Concepción Gimeno de Flaquer





Poca importancia podía tener la mujer en aquellas edades en que la razón, la justicia y los derechos eran usurpados por el fuerte, en detrimento del débil.

La mujer en la antigüedad tenía que sucumbir, obedeciendo a los más despóticos caprichos de su señor, porque no podía entablar lucha alguna, segura de que el premio del vencedor se adjudicaba al que ostentaba más fuerza física; así es que la mujer quedaba nulificada, era un ser pasivo sin carácter, un instrumento ciego, torpe o hábil, según quien lo manejaba.

En el pasado la mujer no tuvo iniciativa; hoy si tiene influencia la debe a su astucia; en el presente la mujer tiene acción valiéndose de sutilezas y ardides, y poniendo en juego cuantos sofismas y subterfugios le inspira su viva imaginación; en el porvenir ejercerá influencia directa legalmente, sin falsear su carácter, porque se invocará la lógica y la justicia.

En el porvenir podrá ser más sincera la mujer que hoy, pues convencidos vosotros de que es vuestra igual; no le quitareis la razonada y justa libertad, la independencia que debe tener todo ser dotado de sana conciencia y recto criterio.

+ + +

Reproduce el fragmento de arriba sobre la mujer entero y sin cambiar nada.

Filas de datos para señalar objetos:

+ + +

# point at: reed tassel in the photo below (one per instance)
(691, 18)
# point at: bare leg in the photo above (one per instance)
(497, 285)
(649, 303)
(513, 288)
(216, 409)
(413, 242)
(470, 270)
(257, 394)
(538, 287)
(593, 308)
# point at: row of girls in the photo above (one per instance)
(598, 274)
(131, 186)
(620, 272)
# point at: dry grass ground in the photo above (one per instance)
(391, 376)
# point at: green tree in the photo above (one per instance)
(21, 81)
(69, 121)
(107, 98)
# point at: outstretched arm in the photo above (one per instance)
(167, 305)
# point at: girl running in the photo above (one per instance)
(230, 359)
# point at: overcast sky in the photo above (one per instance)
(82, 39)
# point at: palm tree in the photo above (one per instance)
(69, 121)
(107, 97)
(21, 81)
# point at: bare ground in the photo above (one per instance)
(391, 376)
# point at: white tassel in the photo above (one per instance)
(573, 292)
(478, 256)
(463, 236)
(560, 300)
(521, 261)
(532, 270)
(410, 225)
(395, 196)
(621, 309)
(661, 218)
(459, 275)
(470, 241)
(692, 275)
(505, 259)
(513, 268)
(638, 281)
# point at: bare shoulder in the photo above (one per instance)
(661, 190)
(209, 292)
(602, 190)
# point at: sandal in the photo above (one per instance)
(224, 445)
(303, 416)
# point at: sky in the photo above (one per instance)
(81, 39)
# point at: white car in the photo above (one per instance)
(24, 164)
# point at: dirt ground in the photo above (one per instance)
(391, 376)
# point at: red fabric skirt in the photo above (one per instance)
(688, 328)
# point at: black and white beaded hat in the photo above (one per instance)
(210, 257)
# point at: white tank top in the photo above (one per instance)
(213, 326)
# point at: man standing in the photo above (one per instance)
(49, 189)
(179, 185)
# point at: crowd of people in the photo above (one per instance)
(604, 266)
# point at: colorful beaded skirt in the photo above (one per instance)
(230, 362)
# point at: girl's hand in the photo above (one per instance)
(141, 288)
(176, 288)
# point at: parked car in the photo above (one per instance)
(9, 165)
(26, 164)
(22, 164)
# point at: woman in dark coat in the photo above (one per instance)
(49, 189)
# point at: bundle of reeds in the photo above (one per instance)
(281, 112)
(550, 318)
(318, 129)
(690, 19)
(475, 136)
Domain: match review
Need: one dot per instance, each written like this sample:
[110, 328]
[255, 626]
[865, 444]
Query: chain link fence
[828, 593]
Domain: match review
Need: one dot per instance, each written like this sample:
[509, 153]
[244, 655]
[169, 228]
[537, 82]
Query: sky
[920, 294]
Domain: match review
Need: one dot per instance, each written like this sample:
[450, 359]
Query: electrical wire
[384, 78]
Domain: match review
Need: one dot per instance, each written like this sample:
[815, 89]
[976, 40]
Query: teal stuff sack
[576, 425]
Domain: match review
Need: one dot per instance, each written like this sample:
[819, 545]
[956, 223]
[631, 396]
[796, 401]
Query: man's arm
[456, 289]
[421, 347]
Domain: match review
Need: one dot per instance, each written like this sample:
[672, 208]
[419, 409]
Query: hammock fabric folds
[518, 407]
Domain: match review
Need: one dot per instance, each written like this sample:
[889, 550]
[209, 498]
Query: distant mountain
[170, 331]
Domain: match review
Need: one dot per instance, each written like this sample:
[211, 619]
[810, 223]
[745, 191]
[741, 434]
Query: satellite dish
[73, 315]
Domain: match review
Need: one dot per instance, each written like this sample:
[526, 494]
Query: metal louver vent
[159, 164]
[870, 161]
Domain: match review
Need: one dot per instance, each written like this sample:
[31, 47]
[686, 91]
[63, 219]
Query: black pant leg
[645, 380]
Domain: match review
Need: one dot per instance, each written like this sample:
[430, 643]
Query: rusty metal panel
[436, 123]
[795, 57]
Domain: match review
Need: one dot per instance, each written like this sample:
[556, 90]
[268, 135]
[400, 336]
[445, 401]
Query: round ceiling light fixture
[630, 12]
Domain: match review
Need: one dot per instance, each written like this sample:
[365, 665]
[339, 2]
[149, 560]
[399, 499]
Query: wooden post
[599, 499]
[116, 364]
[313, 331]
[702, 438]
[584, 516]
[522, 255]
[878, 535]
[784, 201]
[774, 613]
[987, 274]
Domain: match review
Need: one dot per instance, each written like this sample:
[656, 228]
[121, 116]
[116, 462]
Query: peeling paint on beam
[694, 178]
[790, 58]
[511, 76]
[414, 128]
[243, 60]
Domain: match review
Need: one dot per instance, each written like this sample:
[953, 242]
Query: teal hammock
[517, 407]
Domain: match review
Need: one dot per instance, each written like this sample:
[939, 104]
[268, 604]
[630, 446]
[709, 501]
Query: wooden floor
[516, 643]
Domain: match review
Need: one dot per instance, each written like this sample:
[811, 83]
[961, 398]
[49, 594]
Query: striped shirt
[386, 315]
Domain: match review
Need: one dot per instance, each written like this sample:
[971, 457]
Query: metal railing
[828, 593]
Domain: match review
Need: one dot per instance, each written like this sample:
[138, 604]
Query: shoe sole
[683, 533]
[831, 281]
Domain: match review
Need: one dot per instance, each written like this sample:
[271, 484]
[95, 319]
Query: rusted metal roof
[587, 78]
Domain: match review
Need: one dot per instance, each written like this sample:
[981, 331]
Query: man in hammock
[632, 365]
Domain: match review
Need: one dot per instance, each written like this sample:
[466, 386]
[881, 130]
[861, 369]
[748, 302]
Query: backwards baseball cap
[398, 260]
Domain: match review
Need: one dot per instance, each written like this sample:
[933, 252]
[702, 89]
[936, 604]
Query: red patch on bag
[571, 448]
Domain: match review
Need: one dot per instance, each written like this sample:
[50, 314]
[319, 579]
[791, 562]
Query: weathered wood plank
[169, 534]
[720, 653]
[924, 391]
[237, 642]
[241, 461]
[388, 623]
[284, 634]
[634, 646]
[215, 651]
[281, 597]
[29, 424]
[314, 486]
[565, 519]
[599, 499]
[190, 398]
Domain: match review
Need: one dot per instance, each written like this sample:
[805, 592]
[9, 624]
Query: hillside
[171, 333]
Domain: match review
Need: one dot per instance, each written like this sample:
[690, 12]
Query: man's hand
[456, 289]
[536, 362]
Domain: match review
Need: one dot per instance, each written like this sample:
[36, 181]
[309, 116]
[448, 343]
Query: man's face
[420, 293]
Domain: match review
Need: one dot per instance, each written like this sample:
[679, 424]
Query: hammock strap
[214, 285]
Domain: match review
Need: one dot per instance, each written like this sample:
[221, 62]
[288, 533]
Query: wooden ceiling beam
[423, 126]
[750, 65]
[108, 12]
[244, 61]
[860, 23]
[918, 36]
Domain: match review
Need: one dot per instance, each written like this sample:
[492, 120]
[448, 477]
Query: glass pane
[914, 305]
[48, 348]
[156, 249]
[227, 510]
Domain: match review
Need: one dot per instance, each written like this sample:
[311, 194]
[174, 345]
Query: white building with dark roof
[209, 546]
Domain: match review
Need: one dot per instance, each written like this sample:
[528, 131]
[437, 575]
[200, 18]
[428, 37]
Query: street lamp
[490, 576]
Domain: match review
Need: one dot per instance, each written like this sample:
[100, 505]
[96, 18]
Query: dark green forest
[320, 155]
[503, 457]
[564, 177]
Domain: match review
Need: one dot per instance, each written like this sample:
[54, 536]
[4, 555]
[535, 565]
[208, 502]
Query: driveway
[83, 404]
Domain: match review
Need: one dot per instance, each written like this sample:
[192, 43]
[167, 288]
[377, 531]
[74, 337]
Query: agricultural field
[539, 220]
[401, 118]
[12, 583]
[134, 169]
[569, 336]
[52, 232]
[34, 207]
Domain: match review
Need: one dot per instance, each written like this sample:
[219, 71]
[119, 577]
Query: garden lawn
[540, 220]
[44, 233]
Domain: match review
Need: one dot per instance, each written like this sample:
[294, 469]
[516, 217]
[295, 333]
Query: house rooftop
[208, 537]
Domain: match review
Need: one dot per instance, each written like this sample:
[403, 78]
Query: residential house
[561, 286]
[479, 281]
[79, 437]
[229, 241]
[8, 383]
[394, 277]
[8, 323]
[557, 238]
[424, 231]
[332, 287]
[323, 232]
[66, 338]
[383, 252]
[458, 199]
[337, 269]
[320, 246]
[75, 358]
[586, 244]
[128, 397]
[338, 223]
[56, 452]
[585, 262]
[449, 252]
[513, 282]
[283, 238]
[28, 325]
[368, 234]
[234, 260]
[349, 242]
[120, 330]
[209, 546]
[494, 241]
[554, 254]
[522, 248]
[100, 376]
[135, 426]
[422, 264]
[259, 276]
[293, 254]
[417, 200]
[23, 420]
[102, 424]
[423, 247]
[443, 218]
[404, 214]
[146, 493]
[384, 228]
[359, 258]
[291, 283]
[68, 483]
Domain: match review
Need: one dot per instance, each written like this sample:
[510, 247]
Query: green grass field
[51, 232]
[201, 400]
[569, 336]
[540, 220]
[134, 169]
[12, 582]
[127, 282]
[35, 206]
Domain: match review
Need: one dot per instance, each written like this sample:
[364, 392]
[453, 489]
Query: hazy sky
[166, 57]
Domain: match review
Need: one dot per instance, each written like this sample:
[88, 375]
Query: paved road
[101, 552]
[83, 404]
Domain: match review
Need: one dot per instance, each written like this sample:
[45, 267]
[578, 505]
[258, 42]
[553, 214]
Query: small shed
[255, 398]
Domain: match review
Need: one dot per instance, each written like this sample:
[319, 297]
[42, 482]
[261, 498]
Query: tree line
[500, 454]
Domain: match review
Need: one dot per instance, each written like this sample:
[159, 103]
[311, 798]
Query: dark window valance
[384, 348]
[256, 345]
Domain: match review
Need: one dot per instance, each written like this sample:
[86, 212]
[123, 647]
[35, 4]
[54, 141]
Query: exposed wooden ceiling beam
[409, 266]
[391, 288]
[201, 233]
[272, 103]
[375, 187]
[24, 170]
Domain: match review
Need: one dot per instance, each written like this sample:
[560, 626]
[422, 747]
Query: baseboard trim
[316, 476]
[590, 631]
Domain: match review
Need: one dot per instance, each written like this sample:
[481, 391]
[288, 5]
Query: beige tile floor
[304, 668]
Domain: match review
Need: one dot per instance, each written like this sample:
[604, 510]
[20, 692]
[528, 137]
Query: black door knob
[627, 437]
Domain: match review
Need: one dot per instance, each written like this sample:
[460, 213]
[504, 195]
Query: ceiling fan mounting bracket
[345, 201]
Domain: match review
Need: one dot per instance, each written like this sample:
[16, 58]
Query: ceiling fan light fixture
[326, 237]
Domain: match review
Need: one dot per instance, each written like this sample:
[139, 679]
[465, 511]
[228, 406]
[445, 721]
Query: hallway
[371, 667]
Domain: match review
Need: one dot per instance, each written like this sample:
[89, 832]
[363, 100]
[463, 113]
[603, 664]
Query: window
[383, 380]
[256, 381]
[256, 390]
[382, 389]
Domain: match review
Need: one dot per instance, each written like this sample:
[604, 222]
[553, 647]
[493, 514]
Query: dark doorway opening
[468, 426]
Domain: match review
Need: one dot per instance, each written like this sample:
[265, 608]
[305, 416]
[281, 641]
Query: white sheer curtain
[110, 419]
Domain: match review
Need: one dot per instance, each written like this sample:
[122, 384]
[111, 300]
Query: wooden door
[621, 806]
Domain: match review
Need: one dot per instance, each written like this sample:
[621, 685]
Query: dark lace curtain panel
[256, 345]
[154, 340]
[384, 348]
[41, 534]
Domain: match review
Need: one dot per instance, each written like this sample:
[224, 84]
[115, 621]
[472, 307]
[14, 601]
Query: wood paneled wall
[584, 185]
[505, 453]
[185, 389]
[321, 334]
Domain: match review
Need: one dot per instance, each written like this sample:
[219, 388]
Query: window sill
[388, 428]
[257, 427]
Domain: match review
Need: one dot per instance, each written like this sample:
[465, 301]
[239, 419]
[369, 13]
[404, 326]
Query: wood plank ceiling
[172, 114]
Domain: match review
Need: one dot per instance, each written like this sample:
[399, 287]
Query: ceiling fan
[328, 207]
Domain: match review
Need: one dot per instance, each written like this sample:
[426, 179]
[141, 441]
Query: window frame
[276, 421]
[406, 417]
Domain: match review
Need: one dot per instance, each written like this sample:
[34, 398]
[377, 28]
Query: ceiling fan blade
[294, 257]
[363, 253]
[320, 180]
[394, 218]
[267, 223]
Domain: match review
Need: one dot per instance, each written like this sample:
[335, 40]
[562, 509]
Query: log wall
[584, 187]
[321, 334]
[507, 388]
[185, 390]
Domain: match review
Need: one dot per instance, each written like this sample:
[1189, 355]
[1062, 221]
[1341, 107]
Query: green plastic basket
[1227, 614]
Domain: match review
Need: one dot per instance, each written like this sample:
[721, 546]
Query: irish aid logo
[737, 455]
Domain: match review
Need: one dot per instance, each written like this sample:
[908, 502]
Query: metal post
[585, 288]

+ + +

Respuesta a continuación:
Concepción Gimeno de Flaquer





Poca importancia podía tener la mujer en aquellas edades en que la razón, la justicia y los derechos eran usurpados por el fuerte, en detrimento del débil.

La mujer en la antigüedad tenía que sucumbir, obedeciendo a los más despóticos caprichos de su señor, porque no podía entablar lucha alguna, segura de que el premio del vencedor se adjudicaba al que ostentaba más fuerza física; así es que la mujer quedaba nulificada, era un ser pasivo sin carácter, un instrumento ciego, torpe o hábil, según quien lo manejaba.

En el pasado la mujer no tuvo iniciativa; hoy si tiene influencia la debe a su astucia; en el presente la mujer tiene acción valiéndose de sutilezas y ardides, y poniendo en juego cuantos sofismas y subterfugios le inspira su viva imaginación; en el porvenir ejercerá influencia directa legalmente, sin falsear su carácter, porque se invocará la lógica y la justicia.

En el porvenir podrá ser más sincera la mujer que hoy, pues convencidos vosotros de que es vuestra igual; no le quitareis la razonada y justa libertad, la independencia que debe tener todo ser dotado de sana conciencia y recto criterio.